• _O que fazer_:
Por favor, continue o texto sobre a judicialização e o reconhecimento da união homoafetiva pelo STF a partir do ponto em que ele termina.

• _Texto do documento_:

= = = = =

A
partir do pós- guerra tornou-se comum nos países ocidentais o fenômeno da
judicialização, isto é, questões de larga repercussão política e social estão
sendo decididas por órgãos do Poder Judiciário e não pelas instâncias
tradicionais: executivo e legislativo. Um exemplo deste fenômeno no contexto
brasileiro é a aprovação, em 2011,
da ADPF 132 e da ADI 4277 pelo STF. Observando que a Constituição tem por
finalidade proteger os direitos fundamentais, o Supremo Tribunal Federal
reconheceu a união homoafetiva estável como entidade familiar. Tal deliberação amplia,
pois, a compreensão do conceito de família- em respeito a pluralidade
democrática e a dignidade da pessoa humana- e expande aos cônjuges homoafetivos
direitos que há décadas são exclusivos às uniões heteroafetivas, como herança
por morte do parceiro, pensão alimentícia e comunhão parcial de bens. É bastante
provável que se fossemos esperar este avanço vir das esferas legislativas e
executivas, ainda vigoraria a concepção restrita, equivocada, reacionária e
preconceituosa de família e milhares de homossexuais estariam ainda mais à
margem do âmbito jurídico e social.

= = = = =

• _Trechos dos itens_:
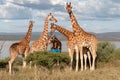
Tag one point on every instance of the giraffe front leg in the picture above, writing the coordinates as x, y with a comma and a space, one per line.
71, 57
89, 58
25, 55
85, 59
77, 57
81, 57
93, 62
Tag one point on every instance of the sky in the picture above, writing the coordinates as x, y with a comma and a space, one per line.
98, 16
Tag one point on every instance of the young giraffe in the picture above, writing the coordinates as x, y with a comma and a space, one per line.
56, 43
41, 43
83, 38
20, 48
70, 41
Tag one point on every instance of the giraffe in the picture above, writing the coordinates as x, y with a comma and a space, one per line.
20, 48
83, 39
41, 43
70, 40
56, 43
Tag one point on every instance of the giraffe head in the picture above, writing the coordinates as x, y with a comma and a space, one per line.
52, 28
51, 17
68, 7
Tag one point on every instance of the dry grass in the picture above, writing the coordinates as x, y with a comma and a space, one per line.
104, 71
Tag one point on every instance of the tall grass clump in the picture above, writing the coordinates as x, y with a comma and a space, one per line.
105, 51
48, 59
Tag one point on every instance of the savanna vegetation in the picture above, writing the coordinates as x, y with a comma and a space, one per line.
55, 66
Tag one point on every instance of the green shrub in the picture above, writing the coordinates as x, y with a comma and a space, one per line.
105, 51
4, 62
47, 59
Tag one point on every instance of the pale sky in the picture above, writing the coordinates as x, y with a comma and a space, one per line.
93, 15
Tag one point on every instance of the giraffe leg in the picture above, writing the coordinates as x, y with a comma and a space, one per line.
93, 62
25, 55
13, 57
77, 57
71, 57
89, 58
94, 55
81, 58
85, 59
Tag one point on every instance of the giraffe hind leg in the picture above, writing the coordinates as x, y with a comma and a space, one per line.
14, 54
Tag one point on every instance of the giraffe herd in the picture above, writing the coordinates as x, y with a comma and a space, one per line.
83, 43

= = = = =

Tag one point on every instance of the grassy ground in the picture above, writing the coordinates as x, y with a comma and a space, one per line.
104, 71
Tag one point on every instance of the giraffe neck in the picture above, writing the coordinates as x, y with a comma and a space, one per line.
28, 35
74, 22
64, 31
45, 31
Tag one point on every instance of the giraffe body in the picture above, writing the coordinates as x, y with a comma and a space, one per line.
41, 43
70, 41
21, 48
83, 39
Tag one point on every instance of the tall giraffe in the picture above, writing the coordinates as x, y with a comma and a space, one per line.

= = = = =

• _Resposta da tarefa_:
Se, por um lado, esse fenômeno da judicialização traz avanços, respostas a algumas das
demandas das minorias. Por outro, evidência a urgência da reforma política,
pois se o judiciário está sendo mais acionado do que se poderia imaginar significa
que há uma disfuncionalidade política, uma morosidade dos demais poderes,
causadas- de acordo com Barroso (p. 9)- por ‘’ uma persistente crise de
representatividade, legitimidade e funcionalidade no âmbito do Legislativo’’. Essa retração do poder legislativo leva também
ao ‘’ativismo judicial’’, caracterizado pela a escolha de
um modo específico e proativo de interpretar a Constituição, expandindo o seu
sentido e alcance. A idéia de ativismo judicial está associada, portanto, a uma
participação mais ampla e intensa do Judiciário na concretização dos valores e
fins constitucionais, com maior interferência no espaço de atuação dos outros
dois Poderes.
De acordo com a visão de alguns aplicadores do Direito, na decisão pela união homoafetiva estável como
instituto jurídico, o STF usou do ativismo judicial no sentido pejorativo do
termo, quando deveria ter agido pela auto-contenção judicial, ou seja, não ter invadido
às competências legislativas proferindo decisões que não estão explícitas nos
textos da lei. Concordar com tal concepção, todavia, é ter uma visão distorcida
do papel do jurista e da realidade dos homossexuais na sociedade brasileira. Diante
das lacunas da lei e da urgência do caso concreto o juiz deve buscar a solução
que seja mais correta, mais justa, à luz da observância dos direitos
fundamentais, ainda que para tal ele tenha que agir de maneira contramajoritária.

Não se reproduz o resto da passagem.